Saved entries
● ● ● ● ●
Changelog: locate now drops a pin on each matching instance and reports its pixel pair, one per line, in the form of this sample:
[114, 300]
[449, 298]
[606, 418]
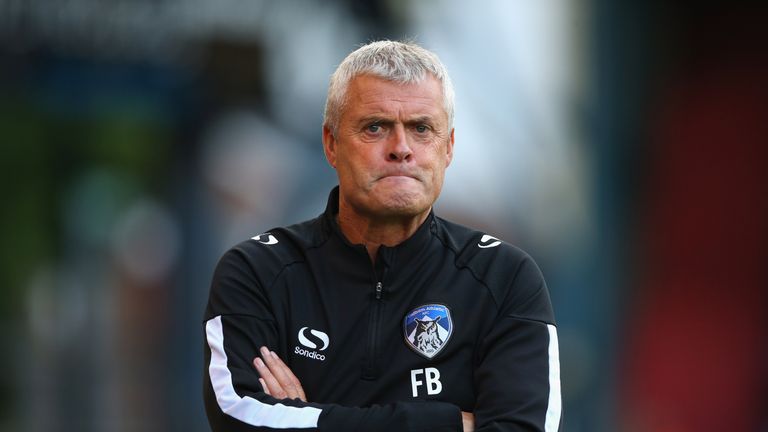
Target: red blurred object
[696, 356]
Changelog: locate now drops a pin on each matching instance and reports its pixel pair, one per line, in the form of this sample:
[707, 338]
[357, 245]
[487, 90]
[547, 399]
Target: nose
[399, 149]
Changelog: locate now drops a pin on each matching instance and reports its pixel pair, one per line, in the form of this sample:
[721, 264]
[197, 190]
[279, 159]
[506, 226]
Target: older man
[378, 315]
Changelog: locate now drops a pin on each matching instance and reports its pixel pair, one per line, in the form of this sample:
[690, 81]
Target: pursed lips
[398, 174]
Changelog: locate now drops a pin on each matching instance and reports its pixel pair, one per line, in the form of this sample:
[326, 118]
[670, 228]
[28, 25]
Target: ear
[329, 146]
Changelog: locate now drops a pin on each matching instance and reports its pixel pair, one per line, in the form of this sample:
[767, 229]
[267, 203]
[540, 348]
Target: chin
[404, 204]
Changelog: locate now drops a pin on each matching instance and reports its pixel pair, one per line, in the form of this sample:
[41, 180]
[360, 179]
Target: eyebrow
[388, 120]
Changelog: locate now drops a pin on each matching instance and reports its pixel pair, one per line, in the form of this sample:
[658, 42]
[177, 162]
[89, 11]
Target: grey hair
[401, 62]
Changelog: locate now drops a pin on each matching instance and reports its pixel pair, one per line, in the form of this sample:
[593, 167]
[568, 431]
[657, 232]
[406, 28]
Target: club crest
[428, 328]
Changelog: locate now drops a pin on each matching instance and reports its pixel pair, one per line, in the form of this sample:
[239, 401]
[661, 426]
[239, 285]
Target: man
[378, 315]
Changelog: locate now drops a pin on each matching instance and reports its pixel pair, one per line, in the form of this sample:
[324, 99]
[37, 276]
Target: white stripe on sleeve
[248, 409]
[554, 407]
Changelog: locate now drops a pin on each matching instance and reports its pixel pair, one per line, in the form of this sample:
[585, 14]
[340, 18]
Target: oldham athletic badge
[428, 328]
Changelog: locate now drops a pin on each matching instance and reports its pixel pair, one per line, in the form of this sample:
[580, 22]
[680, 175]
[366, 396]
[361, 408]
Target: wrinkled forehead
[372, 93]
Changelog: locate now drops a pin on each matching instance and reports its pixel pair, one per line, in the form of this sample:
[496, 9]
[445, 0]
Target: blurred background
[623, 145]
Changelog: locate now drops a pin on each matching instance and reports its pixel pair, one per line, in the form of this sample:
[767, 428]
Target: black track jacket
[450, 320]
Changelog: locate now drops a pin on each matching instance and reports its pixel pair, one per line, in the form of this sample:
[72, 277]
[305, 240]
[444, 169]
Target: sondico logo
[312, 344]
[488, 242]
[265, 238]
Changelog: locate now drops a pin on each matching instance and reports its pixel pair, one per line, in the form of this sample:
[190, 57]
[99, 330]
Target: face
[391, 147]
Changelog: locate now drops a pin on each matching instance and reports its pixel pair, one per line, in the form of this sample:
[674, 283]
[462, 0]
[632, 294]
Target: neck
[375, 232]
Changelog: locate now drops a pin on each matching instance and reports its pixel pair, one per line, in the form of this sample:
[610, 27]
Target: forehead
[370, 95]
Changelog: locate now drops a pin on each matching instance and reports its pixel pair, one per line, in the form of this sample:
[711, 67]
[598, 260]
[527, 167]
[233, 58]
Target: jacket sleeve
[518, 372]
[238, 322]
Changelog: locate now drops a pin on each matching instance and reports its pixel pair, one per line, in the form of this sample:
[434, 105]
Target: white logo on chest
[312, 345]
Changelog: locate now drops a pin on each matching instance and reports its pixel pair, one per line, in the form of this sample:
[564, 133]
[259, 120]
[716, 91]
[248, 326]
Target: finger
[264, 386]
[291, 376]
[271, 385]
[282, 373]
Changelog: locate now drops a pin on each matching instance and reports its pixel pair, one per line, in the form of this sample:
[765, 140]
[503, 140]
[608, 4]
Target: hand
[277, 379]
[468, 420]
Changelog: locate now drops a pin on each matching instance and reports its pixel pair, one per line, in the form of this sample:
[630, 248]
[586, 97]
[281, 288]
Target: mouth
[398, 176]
● ● ● ● ●
Exercise :: Leave out the images and copy every record above exactly.

Written response ::
Changelog: locate now drops a pin on each matching instance and reports its pixel pair, one per line, in the form of this sample:
[114, 300]
[449, 298]
[606, 418]
Target: red blurred object
[696, 356]
Changelog: locate now drops a pin on each matching instance and reports its pixel pair, one per line, in the form of this sample:
[707, 338]
[357, 245]
[487, 90]
[547, 399]
Target: nose
[399, 149]
Changelog: locate now drops a pin on each matching instance and reports its pixel pair, one per line, in the form of this sample:
[721, 264]
[197, 190]
[279, 159]
[506, 226]
Target: older man
[378, 315]
Changelog: locate now drops a pin on each matching instance and reports its pixel pair, one per line, in the form of this sample:
[690, 81]
Target: pursed lips
[398, 174]
Changelog: locate now drops a pin on each matching instance and reports its pixel pair, one per line, in the form of this sample:
[326, 118]
[670, 228]
[28, 25]
Target: ear
[329, 146]
Changelog: locate now drops a pin on each matching instance and reports its pixel pair, one per line, in the form of this sample:
[767, 229]
[267, 203]
[540, 348]
Target: chin
[404, 204]
Changelog: locate now drops a pin on each matching instance and reports its pixel pair, one per line, in the form of this sample:
[41, 180]
[360, 179]
Target: eyebrow
[388, 120]
Changelog: locate now drops a pin on each matching instance and reports its pixel pair, one per line, in the form of this sample:
[658, 42]
[177, 162]
[89, 11]
Target: grey hair
[401, 62]
Changelog: locate now drops a pin on each matching instance and reports its pixel pair, one per line, in the form of this sample:
[593, 167]
[568, 431]
[657, 232]
[406, 28]
Target: club crest
[428, 328]
Changelog: locate now drops a pin on each matching instance and reports its pixel pair, one per line, in the form of this sample:
[239, 401]
[661, 426]
[239, 285]
Target: man
[378, 315]
Changelog: locate now drops a pin on each matching instance and reports its pixel pair, one per line, in the form of this sample:
[324, 99]
[37, 276]
Target: white stripe on sleeve
[248, 409]
[554, 407]
Changelog: locate now drops a pin on each matching instance and reports its pixel pair, one per line, in the form of this sample:
[585, 14]
[340, 18]
Target: oldham athletic badge
[428, 328]
Changelog: locate now drops a pin on each matching instance and reports its pixel pair, one per line, in the form of this sample:
[580, 22]
[680, 175]
[366, 396]
[361, 408]
Target: wrinkled forehead
[372, 93]
Changelog: locate now drops a pin on each matching instance and reports its pixel pair, one per line, in the form of this sample:
[496, 9]
[445, 0]
Target: blurred background
[623, 145]
Changelog: locate now drops a pin on each matching instance and reports its pixel pair, one per line, in the form of this sample:
[767, 428]
Target: black track jacket
[450, 320]
Changelog: locate now drops a pin on each matching instance and reports its pixel pair, one per line, in the form of this sample:
[72, 277]
[305, 240]
[444, 169]
Target: sondico logo
[312, 344]
[488, 242]
[265, 238]
Changelog: locate now drops a pin on each matching instance and reports its pixel pair, one per line, in the form of this sample:
[190, 57]
[99, 330]
Target: face
[391, 147]
Changelog: locate now drops a pin on each matching instance and reports its pixel pair, one per line, in the form of this sample:
[674, 283]
[462, 0]
[632, 294]
Target: neck
[375, 232]
Changelog: locate now drops a pin on each matching instance and reports its pixel pair, one per line, in the form of this sample:
[610, 27]
Target: forehead
[370, 95]
Changelog: locate now drops a pin on each matching instance and reports its pixel pair, one per line, in the form of this sample:
[711, 67]
[598, 260]
[527, 167]
[233, 58]
Target: jacket sleeve
[518, 372]
[238, 322]
Changelog: locate now drops a pin on each matching instance and reports its pixel pair, one per line, in the form of this sample:
[434, 105]
Target: white logo on chest
[312, 345]
Changelog: locate now drops a pin on each matching instance and reports its pixel pair, one per line, in the form of this sample:
[564, 133]
[259, 120]
[716, 91]
[248, 326]
Target: finger
[264, 386]
[291, 376]
[271, 385]
[282, 373]
Changelog: locate now drops a pin on each matching instance and reports its pixel pair, one per line, in the form of this sample:
[765, 140]
[503, 140]
[608, 4]
Target: hand
[277, 379]
[468, 420]
Changelog: locate now drops a pin on each matching instance and reports its pixel pair, one per line, in the form of this sample:
[630, 248]
[586, 97]
[281, 288]
Target: mouth
[398, 176]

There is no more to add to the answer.